## THE TASK
Render the rows below as a numbered list, omitting any blank lines.

## RECORD SET
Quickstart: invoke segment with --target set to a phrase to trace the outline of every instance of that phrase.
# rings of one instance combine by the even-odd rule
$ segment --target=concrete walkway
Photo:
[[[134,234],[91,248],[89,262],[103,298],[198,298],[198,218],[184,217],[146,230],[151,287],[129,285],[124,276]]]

## FINISHED ANSWER
1. Quickstart: invoke segment with --target set to a phrase to trace the outline of every instance of that phrase.
2. # rings of one instance combine by the even-odd rule
3. $ segment --target=concrete walkway
4. Photo:
5. [[[134,234],[91,248],[89,262],[103,298],[198,298],[198,218],[184,217],[146,230],[151,287],[129,285],[124,276]]]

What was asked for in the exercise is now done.